-- WRITTEN TASK 1 --
In the QUBE-Servo 2 blog post, what does it mean when one of a system's poles lies in the right-hand plane?
-- WRITTEN TASK 2 --
Name every system analysis lab listed in the table of the QUBE-Servo 2 blog post.
-- WRITTEN TASK 3 --
Extend the QUBE-Servo 2 blog post past its final sentence.

A few weeks ago, we released a major update of the curriculum developed for one of our most popular products, QUBE-Servo 2. Adding new and expanding already covered concepts, we more than doubled the number of lab experiments in the lab material. In my previous blog post, I highlighted the Instrumentation and Modelling labs included in the courseware, today I will shift my focus on System Analysis and Control Design labs.
Why perform system analysis?
System analysis is a natural precursor to control design. Looking at the properties of the system, e.g., whether or not it is stable, how much overshoot it has, and so on can help you select the best type of control to get a certain desired response.
Overview of QUBE-Servo 2 System Analysis labs
The system analysis labs – both old and new – are summarized here:
| Lab | Description |
| Stability analysis | Assess the stability of the DC motor system based on the Bound Input Bounded Out (BIBO) response and pole locations. |
| Second-order systems | Learn about second-order system parameters, i.e., natural frequency and damping ratio, and see how they affect the system response. |
| Routh-Hurwitz Stability | Use the Routh-Hurwitz method to assess the stability of the DC motor system and design a control gain. See how the Routh-Hurwitz assessment translates in the actual hardware response. |
| Nyquist Stability | Assess the stability margins of the system using the Nyquist diagram and then find them experimentally on the actual servo. |
Stability Analysis
Two of the most fundamental ways of assessing the stability of a system are (1) by looking at the system poles, and (2) the Bounded Input Bounded Output (BIBO) principles. These techniques are used to analyze the stability of the QUBE-Servo 2, for both the position and speed response.
Pole analysis is a classic method of assessing the stability of a system. It involves looking at the locations of the poles in the pole-zero map, as shown in the figure. The poles of a system are found from its model, e.g., the transfer function model. If one of the poles is in the right-hand plane, then the system is unstable and you need to use feedback to stabilize it. Otherwise, your system is stable (or marginally stable) but you will still need feedback in order to get the desired response from the system, such as the motor position control.

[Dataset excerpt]

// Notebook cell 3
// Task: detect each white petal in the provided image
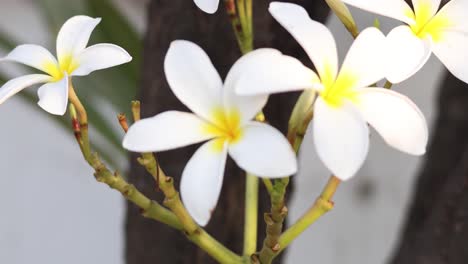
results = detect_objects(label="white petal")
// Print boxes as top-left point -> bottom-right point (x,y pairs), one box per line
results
412,0 -> 440,24
57,16 -> 101,62
194,0 -> 219,14
233,49 -> 320,95
164,40 -> 223,121
0,74 -> 52,104
387,26 -> 432,83
3,44 -> 59,75
306,97 -> 369,181
37,74 -> 68,115
123,111 -> 213,152
431,0 -> 468,33
337,27 -> 387,88
433,32 -> 468,83
223,48 -> 319,124
357,88 -> 428,155
343,0 -> 416,25
180,140 -> 227,226
72,43 -> 132,76
229,122 -> 297,178
269,0 -> 338,83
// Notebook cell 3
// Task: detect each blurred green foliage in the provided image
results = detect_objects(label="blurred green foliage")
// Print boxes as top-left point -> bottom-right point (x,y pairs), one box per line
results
0,0 -> 142,169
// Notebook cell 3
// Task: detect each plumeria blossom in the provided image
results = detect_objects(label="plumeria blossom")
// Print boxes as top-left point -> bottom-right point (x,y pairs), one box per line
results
193,0 -> 219,14
343,0 -> 468,83
123,40 -> 297,225
236,2 -> 428,180
0,16 -> 132,115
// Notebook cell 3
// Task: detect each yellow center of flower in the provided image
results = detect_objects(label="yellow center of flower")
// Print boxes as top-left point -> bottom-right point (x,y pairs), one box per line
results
408,1 -> 452,42
320,67 -> 357,107
43,54 -> 78,81
203,107 -> 242,151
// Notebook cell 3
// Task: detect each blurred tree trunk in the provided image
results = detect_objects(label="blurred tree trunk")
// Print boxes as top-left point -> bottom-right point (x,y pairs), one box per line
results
391,74 -> 468,264
126,0 -> 328,264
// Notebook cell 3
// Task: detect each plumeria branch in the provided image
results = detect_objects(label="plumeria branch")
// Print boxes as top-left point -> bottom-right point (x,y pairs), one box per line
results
132,101 -> 243,263
69,102 -> 182,230
69,88 -> 243,263
224,0 -> 253,54
243,173 -> 259,256
256,90 -> 316,264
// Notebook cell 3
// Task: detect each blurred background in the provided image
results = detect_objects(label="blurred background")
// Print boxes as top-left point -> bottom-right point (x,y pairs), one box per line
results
0,0 -> 455,264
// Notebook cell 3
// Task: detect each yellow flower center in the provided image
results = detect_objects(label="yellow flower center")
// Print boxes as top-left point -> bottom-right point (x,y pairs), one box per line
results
204,107 -> 242,151
44,54 -> 78,81
409,1 -> 452,42
320,72 -> 357,107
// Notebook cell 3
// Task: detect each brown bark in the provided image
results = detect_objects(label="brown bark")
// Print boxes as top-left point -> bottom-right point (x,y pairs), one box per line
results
126,0 -> 328,264
391,71 -> 468,264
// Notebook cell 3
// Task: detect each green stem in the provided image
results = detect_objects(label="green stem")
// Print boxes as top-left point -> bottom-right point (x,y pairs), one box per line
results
68,80 -> 91,163
245,0 -> 253,35
384,81 -> 393,89
187,228 -> 245,264
278,176 -> 341,251
132,101 -> 243,263
89,153 -> 183,230
256,178 -> 289,264
244,173 -> 259,256
262,178 -> 273,194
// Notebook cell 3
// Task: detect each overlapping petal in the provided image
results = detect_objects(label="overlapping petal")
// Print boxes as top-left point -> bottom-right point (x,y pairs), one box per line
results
431,0 -> 468,33
0,74 -> 52,104
387,26 -> 432,83
72,43 -> 132,76
343,0 -> 416,25
433,32 -> 468,83
194,0 -> 219,14
269,0 -> 338,85
180,140 -> 227,226
223,49 -> 276,125
164,40 -> 223,122
229,122 -> 297,178
357,88 -> 428,155
236,49 -> 320,95
3,44 -> 59,76
306,97 -> 369,180
37,74 -> 68,115
57,16 -> 101,63
337,28 -> 387,89
123,111 -> 214,152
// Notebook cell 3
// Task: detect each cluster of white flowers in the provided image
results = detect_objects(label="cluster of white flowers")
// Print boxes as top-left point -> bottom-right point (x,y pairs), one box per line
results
0,0 -> 468,225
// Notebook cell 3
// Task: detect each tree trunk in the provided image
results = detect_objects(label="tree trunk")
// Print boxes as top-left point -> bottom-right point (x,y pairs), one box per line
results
391,71 -> 468,264
126,0 -> 328,264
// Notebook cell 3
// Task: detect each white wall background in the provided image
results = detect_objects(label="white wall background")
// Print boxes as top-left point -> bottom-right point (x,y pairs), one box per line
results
0,0 -> 442,264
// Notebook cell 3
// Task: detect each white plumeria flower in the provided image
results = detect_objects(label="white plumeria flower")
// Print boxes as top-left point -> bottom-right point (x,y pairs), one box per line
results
343,0 -> 468,83
236,2 -> 428,180
193,0 -> 219,14
123,40 -> 297,225
0,16 -> 132,115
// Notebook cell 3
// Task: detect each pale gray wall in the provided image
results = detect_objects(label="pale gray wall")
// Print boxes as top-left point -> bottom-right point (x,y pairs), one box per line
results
0,0 -> 442,264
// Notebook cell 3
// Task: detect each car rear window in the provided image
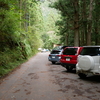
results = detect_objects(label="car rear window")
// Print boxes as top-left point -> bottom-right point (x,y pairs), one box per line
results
63,48 -> 78,55
80,47 -> 100,56
51,50 -> 61,54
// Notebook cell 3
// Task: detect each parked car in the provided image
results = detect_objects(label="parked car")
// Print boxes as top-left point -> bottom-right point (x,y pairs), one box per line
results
60,47 -> 83,71
76,46 -> 100,78
48,46 -> 67,64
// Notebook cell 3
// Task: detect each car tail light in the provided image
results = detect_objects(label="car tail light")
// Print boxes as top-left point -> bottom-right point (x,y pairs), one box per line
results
57,55 -> 61,57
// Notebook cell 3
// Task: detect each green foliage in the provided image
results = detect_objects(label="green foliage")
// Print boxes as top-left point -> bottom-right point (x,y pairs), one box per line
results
0,0 -> 43,77
50,0 -> 100,45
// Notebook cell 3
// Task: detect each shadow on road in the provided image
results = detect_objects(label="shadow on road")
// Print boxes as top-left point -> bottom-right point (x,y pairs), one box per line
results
79,76 -> 100,83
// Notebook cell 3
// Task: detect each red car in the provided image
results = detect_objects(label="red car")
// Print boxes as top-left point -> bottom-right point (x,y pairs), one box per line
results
60,47 -> 83,71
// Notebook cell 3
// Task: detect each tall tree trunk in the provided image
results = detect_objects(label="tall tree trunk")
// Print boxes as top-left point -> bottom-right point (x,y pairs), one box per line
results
94,0 -> 100,45
87,0 -> 93,45
74,0 -> 79,46
81,0 -> 87,45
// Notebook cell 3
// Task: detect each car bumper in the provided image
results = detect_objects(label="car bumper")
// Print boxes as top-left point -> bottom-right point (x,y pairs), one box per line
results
61,63 -> 76,68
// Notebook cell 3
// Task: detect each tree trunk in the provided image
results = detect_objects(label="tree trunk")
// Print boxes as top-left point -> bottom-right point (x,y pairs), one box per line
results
81,0 -> 87,45
74,0 -> 79,46
87,0 -> 93,45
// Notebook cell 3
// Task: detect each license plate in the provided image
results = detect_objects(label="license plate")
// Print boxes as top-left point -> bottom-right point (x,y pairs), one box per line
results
66,58 -> 70,61
52,56 -> 55,58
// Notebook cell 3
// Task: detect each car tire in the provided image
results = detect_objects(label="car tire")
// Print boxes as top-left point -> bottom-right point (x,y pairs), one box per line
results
66,66 -> 73,72
52,61 -> 56,64
78,56 -> 95,71
78,73 -> 87,79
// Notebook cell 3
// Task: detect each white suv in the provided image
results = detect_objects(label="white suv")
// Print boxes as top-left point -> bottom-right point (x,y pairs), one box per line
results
76,46 -> 100,78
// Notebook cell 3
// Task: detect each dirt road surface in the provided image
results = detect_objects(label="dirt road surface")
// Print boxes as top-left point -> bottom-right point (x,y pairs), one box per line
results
0,53 -> 100,100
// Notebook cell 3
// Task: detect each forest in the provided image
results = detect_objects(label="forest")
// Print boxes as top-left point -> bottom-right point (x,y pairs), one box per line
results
0,0 -> 100,77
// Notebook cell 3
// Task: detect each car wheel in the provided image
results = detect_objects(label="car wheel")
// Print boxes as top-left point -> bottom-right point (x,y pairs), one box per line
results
52,61 -> 56,64
78,73 -> 87,79
66,66 -> 73,72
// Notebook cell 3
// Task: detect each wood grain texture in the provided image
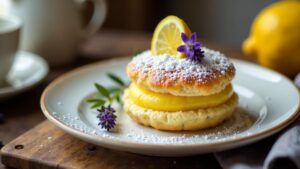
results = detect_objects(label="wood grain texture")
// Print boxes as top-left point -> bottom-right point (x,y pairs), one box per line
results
1,121 -> 220,169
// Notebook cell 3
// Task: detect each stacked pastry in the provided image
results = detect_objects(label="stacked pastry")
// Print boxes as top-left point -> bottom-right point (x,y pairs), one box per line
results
123,47 -> 238,131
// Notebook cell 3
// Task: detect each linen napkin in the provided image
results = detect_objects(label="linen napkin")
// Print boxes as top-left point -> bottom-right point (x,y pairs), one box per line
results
215,74 -> 300,169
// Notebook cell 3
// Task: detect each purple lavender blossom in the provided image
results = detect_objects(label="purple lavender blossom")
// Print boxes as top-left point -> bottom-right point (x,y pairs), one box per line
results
97,105 -> 117,131
0,112 -> 5,124
177,32 -> 204,61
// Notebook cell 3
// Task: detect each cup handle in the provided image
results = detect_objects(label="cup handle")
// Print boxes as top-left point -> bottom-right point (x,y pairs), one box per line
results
83,0 -> 107,38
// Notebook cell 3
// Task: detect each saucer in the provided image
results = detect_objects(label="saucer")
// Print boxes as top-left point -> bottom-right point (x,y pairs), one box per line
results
0,51 -> 49,101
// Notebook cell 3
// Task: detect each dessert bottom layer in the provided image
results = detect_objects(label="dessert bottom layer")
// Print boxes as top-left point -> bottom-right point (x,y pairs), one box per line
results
126,83 -> 233,112
123,90 -> 238,131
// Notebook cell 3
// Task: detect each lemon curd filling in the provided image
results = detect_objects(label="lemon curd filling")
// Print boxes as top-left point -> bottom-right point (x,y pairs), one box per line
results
127,83 -> 233,111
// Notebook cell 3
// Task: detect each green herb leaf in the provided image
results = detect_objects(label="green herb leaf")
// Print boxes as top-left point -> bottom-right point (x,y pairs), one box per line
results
107,73 -> 125,86
95,83 -> 109,98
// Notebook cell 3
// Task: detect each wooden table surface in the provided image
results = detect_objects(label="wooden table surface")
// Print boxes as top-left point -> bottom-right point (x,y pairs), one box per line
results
0,30 -> 250,169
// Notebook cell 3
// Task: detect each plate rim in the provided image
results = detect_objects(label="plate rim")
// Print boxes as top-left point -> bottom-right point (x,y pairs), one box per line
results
40,56 -> 300,149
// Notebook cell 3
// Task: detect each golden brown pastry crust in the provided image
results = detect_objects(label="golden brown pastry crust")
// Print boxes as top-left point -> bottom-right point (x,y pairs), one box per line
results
126,48 -> 235,96
123,93 -> 238,131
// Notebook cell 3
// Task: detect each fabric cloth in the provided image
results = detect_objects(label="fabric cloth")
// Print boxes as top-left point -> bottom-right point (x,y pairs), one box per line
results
215,109 -> 300,169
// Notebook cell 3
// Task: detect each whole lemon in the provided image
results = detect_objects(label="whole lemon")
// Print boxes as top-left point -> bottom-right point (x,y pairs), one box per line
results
243,0 -> 300,77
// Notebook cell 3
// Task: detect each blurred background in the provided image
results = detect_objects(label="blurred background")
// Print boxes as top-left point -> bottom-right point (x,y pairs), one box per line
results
102,0 -> 275,46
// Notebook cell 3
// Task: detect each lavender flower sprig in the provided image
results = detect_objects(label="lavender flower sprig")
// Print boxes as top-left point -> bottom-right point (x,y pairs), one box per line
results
97,105 -> 117,131
87,73 -> 128,131
177,32 -> 204,62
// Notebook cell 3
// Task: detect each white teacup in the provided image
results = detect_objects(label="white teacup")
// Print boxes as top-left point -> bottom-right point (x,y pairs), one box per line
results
0,16 -> 22,87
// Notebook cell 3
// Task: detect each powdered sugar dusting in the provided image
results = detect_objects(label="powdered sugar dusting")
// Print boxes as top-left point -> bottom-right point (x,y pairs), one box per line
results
130,47 -> 234,83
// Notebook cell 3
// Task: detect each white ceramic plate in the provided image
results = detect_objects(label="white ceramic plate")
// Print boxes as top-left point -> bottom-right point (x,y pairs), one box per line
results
41,58 -> 299,156
0,51 -> 49,101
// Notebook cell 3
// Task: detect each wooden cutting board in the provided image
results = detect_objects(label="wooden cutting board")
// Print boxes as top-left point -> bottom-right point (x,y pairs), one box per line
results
1,121 -> 220,169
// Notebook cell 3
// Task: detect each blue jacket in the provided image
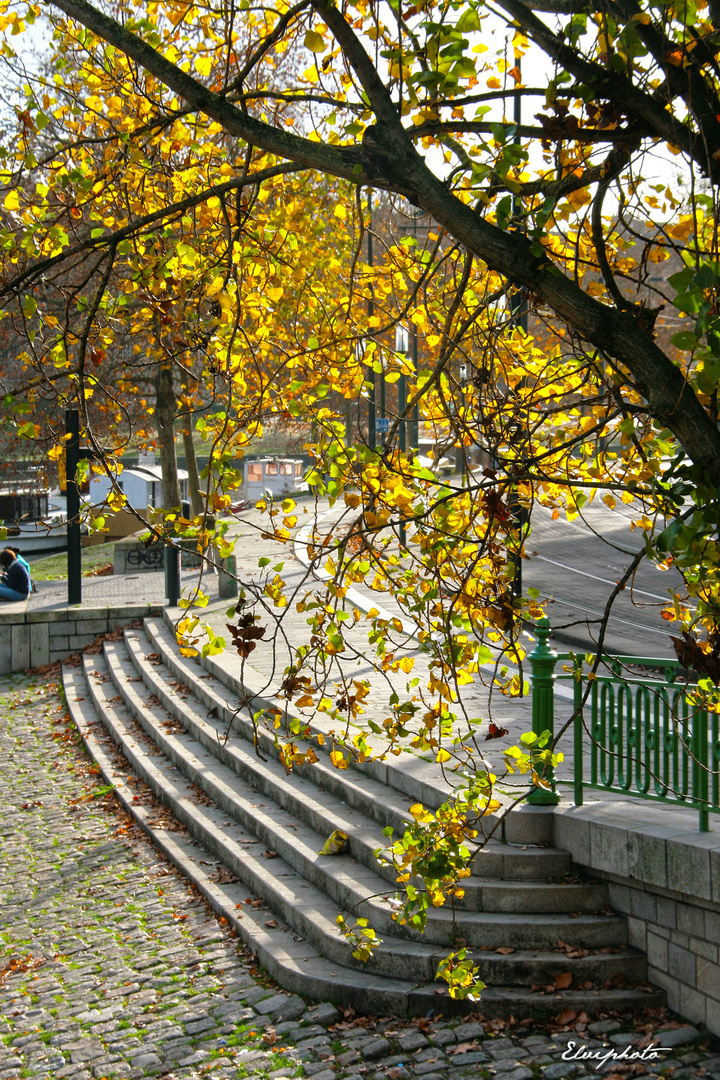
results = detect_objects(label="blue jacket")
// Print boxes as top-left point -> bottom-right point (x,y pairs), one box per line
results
3,558 -> 30,596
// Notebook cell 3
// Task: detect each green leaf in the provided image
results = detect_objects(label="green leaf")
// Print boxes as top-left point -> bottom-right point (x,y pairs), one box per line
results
302,30 -> 327,53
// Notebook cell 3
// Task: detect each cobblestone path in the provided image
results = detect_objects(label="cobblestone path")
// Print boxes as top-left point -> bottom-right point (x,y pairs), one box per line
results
0,675 -> 720,1080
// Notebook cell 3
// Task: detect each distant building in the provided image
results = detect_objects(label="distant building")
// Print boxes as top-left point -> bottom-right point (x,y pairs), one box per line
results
89,454 -> 189,539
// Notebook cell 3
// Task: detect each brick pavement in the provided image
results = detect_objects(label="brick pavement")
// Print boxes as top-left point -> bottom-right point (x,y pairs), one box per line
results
0,673 -> 720,1080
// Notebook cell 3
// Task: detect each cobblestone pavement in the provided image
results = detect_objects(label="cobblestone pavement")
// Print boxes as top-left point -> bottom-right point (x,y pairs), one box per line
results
0,673 -> 720,1080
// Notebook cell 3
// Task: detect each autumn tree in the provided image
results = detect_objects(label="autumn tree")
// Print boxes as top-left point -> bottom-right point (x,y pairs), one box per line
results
0,0 -> 720,993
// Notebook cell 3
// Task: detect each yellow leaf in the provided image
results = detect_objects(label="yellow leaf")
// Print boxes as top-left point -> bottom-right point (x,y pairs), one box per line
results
318,828 -> 348,855
302,30 -> 327,53
195,56 -> 213,76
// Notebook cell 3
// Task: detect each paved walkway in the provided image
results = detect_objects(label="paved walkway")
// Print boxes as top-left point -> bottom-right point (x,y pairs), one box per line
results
0,676 -> 720,1080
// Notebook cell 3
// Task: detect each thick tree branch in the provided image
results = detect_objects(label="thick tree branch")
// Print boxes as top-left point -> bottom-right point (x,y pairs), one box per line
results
43,0 -> 720,484
498,0 -> 720,179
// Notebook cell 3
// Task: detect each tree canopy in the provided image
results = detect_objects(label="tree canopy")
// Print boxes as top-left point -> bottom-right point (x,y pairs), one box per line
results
0,0 -> 720,997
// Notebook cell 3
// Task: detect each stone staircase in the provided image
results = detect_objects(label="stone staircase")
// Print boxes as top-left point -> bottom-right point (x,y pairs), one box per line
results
64,619 -> 664,1018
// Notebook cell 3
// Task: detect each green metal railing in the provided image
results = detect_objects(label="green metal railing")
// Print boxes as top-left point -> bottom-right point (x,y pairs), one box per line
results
528,620 -> 720,833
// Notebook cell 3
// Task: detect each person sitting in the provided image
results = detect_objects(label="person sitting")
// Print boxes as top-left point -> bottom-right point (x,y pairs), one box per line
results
8,544 -> 32,593
0,548 -> 30,600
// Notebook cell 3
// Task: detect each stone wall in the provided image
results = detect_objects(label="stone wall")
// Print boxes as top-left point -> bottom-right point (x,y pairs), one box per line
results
554,798 -> 720,1035
0,604 -> 162,675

-- TASK OUTPUT 1 --
The system is unstable, and feedback is needed to stabilize it.

-- TASK OUTPUT 2 --
Stability analysis, Second-order systems, Routh-Hurwitz Stability, Nyquist Stability

-- TASK OUTPUT 3 --
Bounded Input Bounded Output (BIBO) is probably the most intuitive type of stability analysis. As an experimental method, it assesses the stability of a system based on the response when applying different bounded inputs. If a step input is applied to the system and its response keeps increasing, then the system is unstable.
The advantage of BIBO is that no model is needed. The drawback: it often cannot be used in hardware applications which, if get unstable, could be dangerous. Further, obtaining a clear stability definition from BIBO can be tricky. Pole analysis gives you a very clear assessment of the system stability but it requires an accurate model of the system, otherwise, the analysis will not be accurate.
Second-order Systems
There is a wide range of systems that are second-order, e.g., double spring-mass damper, pendulum. The properties of second-order systems are often used in time-domain control design. We introduce the concepts in the QUBE-Servo’s Proportional and the PD Control labs. Using QUBE-Servo 2 is an ideal way of learning about natural frequency, damping ratio, and how they relate to the servo’s speed response, i.e., peak time and overshoot.
Routh-Hurwitz Stability
Routh-Hurwitz is another model-based stability analysis method. The major benefit of the Routh-Hurwitz Criterion is its inherent capability to determine the range for which unknown system parameters result in stable closed-loop system response. To do that, a Routh table is created based on the coefficients of the transfer function’s denominator. The table is used to find out how many poles are in the left-half plane, on the imaginary axis, or in the right-half plane.
In this lab, Routh-Hurwitz is applied to QUBE-Servo 2 to find the range of the control gain for which the system is stable. The assessment is first carried out theoretically and then tested on the actual system.
Nyquist Stability
You can use the Nyquist diagram of a system to find the gain and phase margins of a system, which are key indicators of the system’s stability. The gain margin indicates how much open-loop gain is required before the system would go unstable. The phase margin indicates how much phase shift is needed in order to make the system go unstable. The phase margin also relates to a delay margin that indicates how many sample delays a system needs before going unstable.
In this lab, students get the opportunity to find the gain and delay margins of the QUBE-Servo 2 system experimentally, by adjusting the gain in the forward loop path and adding sampling delays. This is then compared with the stability margins found in the Nyquist analysis.
Why perform control design?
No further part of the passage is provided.